> **Excerpt provided**:
━━━━━━━━━━

Theorem (Verification of Optimality): The control $\mathbf{\alpha}^*(\cdot)$ defined by the construction $\mathbf{\alpha}^*(s):=\mathbf{\alpha}(\mathbf{x}^*(s),s)$ is optimal. 
Proof)

The method of Charateristics: Assume $H:\mathbb{R}^n\times \mathbb{R}^n\rightarrow \mathbb{R}$ and consider this initial-Value problem for the Hammilton-Jacobi equation: $$ \begin{cases}u_t(x,t)+H(x,\nabla_x u(x,t))=0 & (x\in \mathbb{R}^n,0<t<T)\\ u(x,0)=g(x)\end{cases}$$ 

A basic idea in PDE theory is to introduce some ordinary differential equations,  the solution of which lets us compute the solution $u$. In particular, we want to find  a curve $\mathbf{x}(\cdot)$ along which we can, in principle at least, compute $u(x,t)$.


Theorem (Costates and Gradients): Assume $\mathbf{\alpha}^*(\cdot)$,$\mathbf{x}^*(\cdot)$ solve the control problem. If the value function $v$ is $C^2$, then the costate $\mathbf{p}^*(\cdot)$ occuring in the Maximum Principle is given by $$\mathbf{p}^*(s)=\nabla_x v(\mathbf{x}^*(s),s)\quad (t\le s \le T)$$


Exercise

1. This problem consists of two questions.

━━━━━━━━━━

(Records taken from a collection)
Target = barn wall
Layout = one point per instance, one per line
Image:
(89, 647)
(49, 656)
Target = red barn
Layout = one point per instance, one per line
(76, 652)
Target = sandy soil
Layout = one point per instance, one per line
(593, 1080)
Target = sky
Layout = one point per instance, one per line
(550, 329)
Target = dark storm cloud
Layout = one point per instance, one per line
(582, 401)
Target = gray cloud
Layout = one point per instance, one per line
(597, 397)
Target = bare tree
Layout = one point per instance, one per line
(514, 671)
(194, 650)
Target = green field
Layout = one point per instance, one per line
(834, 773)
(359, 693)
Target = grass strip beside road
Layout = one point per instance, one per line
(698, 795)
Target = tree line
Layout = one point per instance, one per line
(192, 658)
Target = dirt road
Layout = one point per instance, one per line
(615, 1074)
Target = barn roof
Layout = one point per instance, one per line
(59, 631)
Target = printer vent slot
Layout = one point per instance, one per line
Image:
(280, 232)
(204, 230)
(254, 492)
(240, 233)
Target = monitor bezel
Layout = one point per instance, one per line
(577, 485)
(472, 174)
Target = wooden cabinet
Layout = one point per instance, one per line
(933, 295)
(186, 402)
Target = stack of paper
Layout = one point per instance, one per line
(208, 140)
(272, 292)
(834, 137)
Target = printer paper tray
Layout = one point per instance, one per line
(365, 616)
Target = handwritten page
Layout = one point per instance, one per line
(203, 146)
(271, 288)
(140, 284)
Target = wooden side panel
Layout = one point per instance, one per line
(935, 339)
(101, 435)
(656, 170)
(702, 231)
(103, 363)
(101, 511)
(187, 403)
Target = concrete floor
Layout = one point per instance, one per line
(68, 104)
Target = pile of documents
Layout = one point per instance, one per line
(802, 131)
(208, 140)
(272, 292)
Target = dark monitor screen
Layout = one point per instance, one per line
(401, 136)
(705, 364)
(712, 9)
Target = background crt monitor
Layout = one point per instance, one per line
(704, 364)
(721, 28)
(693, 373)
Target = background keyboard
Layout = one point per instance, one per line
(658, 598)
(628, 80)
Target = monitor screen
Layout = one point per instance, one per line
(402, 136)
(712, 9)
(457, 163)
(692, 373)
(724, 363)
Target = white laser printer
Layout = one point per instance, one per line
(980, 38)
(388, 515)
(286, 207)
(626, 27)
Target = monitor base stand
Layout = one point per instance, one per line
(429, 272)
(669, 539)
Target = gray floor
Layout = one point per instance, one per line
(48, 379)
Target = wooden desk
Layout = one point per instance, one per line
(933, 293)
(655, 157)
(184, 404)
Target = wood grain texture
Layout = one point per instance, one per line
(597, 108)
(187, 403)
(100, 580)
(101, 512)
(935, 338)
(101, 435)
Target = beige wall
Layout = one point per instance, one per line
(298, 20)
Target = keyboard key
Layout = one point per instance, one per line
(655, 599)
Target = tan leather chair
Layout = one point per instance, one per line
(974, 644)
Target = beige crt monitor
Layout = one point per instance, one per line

━━━━━━━━━━

> **Written request 1**:
In the excerpt on optimal control, which equation is the initial-value problem posed for?
> **Written request 2**:
Reproduce the part of the listing that opens with its first line and closes with the line containing "(593, 1080)", including both of those lines.
The excerpt on optimal control has nothing to do with the listing.

> **Worked answer 1**:
The Hamilton-Jacobi equation.

> **Worked answer 2**:
Target = barn wall
Layout = one point per instance, one per line
Image:
(89, 647)
(49, 656)
Target = red barn
Layout = one point per instance, one per line
(76, 652)
Target = sandy soil
Layout = one point per instance, one per line
(593, 1080)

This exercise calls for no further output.